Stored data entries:
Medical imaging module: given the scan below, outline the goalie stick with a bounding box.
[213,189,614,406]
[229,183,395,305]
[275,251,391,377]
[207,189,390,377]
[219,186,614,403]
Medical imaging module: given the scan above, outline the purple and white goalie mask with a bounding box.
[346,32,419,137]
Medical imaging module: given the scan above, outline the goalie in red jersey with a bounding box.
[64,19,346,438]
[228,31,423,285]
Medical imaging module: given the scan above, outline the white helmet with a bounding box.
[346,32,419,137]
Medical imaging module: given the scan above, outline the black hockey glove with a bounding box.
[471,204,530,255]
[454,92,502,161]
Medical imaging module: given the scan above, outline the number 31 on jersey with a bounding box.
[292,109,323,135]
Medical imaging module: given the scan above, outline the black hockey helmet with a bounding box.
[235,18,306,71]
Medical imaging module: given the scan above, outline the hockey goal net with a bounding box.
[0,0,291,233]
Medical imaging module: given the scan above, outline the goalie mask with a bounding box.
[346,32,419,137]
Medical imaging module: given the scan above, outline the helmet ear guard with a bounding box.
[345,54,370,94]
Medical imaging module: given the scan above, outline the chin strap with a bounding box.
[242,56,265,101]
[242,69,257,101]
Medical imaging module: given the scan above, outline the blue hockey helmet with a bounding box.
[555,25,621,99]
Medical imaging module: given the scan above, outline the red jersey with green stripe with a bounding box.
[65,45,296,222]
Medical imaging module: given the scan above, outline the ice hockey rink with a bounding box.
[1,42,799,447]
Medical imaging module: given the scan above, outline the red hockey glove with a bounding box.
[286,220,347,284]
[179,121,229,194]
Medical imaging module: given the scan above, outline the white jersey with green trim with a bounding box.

▶ _TASK BRIEF_
Set down all of the data above again, exactly.

▶ _RESULT OF THE EXERCISE_
Medical imaging module: given the scan below, outline the goalie stick with a bounding box.
[213,189,614,406]
[229,183,395,305]
[275,251,391,377]
[207,189,390,377]
[219,186,614,403]
Medical imaging module: given the scan above, outline the purple and white goalie mask with a bounding box.
[346,32,419,137]
Medical imaging module: given the scan above, outline the goalie in red jersey with a bounding box.
[64,19,346,438]
[228,31,423,285]
Medical imaging module: given the scan above, outline the white helmet with a bounding box.
[346,32,419,137]
Medical imaging module: given the scan above, outline the black hockey glove with a bounding box.
[471,204,530,255]
[454,92,502,161]
Medical imaging module: given the scan above, outline the number 31 on jersey with a bounding box.
[292,109,323,135]
Medical imaging module: given the scan above, outline the black hockey helmet with a bounding box.
[235,18,306,71]
Medical imaging module: given the scan above, outline the hockey goal net with a bounding box.
[0,0,291,233]
Medical imaging module: given the scan above, outline the goalie mask with a bounding box.
[346,32,419,137]
Medical imaging module: given the scan above, outline the helmet ear guard with a bounding box.
[345,54,370,94]
Medical imaging module: given the scan above, outline the chin strap with a bounding box.
[242,56,265,101]
[242,69,257,101]
Medical imaging module: given the scan above, outline the blue hockey helmet with a bounding box.
[555,25,621,99]
Medical imaging module: given the scan above, outline the red jersey with green stripe with a bounding box.
[65,45,296,222]
Medical imaging module: given the scan above, outline the ice hockey rink with a bounding box.
[1,42,799,447]
Medical imaging module: given the scan above, outline the red hockey glove with a bounding box.
[286,220,347,284]
[179,121,229,194]
Medical imaging module: given the scan above, outline the white jersey with green trim with a bounding box.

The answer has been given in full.